- **What the exercise asks**
The records below must be output exactly, without pictures.

- **Provided material**
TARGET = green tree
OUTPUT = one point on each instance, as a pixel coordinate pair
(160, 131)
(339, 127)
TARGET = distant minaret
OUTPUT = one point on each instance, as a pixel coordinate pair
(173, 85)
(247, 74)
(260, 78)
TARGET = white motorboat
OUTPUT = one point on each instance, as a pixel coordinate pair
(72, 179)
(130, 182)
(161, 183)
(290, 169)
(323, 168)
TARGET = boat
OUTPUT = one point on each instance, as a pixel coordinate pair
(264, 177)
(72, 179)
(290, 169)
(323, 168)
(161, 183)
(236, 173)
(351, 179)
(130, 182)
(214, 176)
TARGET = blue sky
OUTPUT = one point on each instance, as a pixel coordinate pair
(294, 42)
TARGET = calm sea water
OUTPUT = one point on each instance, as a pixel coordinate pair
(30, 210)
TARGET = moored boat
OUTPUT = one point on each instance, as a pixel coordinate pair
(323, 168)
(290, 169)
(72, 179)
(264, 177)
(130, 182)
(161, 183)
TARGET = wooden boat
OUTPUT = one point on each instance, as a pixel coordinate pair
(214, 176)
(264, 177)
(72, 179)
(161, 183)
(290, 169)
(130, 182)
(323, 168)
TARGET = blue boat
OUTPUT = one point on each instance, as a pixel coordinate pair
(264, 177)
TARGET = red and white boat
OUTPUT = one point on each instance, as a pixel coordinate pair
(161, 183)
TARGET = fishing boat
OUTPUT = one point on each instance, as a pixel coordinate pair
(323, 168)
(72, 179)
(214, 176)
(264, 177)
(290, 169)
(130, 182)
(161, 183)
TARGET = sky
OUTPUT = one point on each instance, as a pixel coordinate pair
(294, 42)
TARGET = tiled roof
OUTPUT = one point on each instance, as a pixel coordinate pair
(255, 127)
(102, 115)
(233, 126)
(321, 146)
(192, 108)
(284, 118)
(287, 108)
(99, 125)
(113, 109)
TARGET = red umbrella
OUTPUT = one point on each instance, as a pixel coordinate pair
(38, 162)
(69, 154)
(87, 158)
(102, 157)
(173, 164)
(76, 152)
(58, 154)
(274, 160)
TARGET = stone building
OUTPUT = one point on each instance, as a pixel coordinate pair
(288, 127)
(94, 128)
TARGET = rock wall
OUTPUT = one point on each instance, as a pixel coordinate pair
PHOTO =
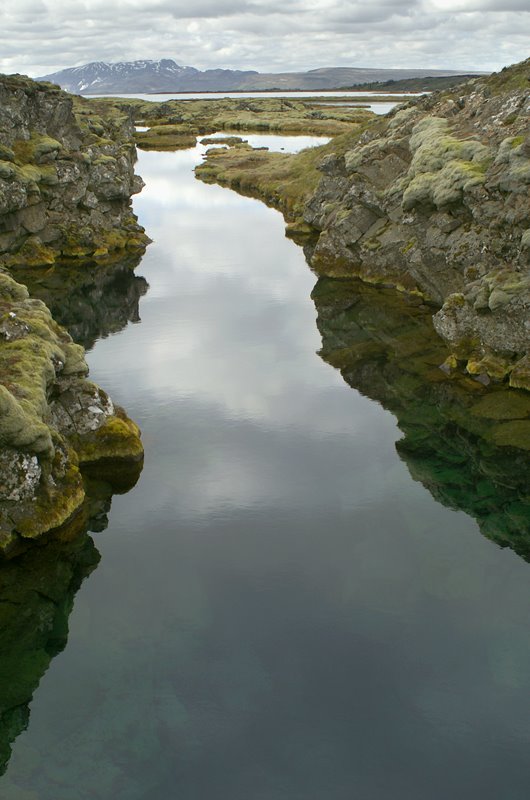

- **Reply to the task**
TARGET = green tree
OUTPUT = one point on each instance, as a pixel coordinate pair
(160, 131)
(339, 127)
TARGET = distant minaret
OUTPUT = one point on each instance, as a pixel coordinate pair
(173, 85)
(247, 74)
(260, 78)
TARGET = white motorboat
OUTPUT = one point on each instance, as a pixel coordinate pair
(72, 179)
(130, 182)
(161, 183)
(290, 169)
(323, 168)
TARGET = boat
OUTPUT = one point on each instance, as a pixel coordinate pair
(264, 177)
(72, 179)
(290, 169)
(323, 168)
(161, 183)
(236, 173)
(351, 179)
(130, 182)
(214, 176)
TARGET = blue sky
OUTPUT = one point on each instance, as a pixel coordinate pair
(294, 42)
TARGET = calm sea water
OUTPUT = one point on each instance, as a pixel coordinate pair
(30, 210)
TARGET = moored boat
OUTPUT = one point on each instance, as a pixel coordinate pair
(323, 168)
(290, 169)
(72, 179)
(264, 177)
(130, 182)
(161, 183)
TARGET = wooden boat
OUTPUT = one point on each instance, as a pixel coordinate pair
(214, 176)
(264, 177)
(72, 179)
(161, 183)
(290, 169)
(130, 182)
(323, 168)
TARGET = blue boat
OUTPUT = one point on each instance, as a pixel coordinate pair
(264, 177)
TARGET = red and white boat
OUTPUT = one point on each instance, as a pixel coordinate pair
(161, 183)
TARGET = fishing boat
OUTPUT = one point on each instance, as a pixel coordinate pair
(323, 168)
(72, 179)
(214, 176)
(264, 177)
(290, 169)
(130, 182)
(161, 183)
TARGET = sky
OUTPUT = one point on each instance, as a pixel coordinate pair
(294, 42)
TARGET = tiled roof
OUTPUT = one point on each instance, as a pixel coordinate pair
(255, 127)
(102, 115)
(233, 126)
(321, 146)
(192, 108)
(284, 118)
(287, 108)
(99, 125)
(113, 109)
TARGET = red umbrella
OUTPUT = one point on each instance, as a pixel coordinate pair
(38, 162)
(69, 154)
(87, 158)
(102, 157)
(173, 164)
(76, 152)
(58, 154)
(274, 160)
TARGET = stone building
OUTPUT = one point on each instance, as a pixel coordinate pair
(288, 127)
(94, 128)
TARGET = rock wall
OUTPUT = one point on each instance, as a pixel coordinate pair
PHOTO =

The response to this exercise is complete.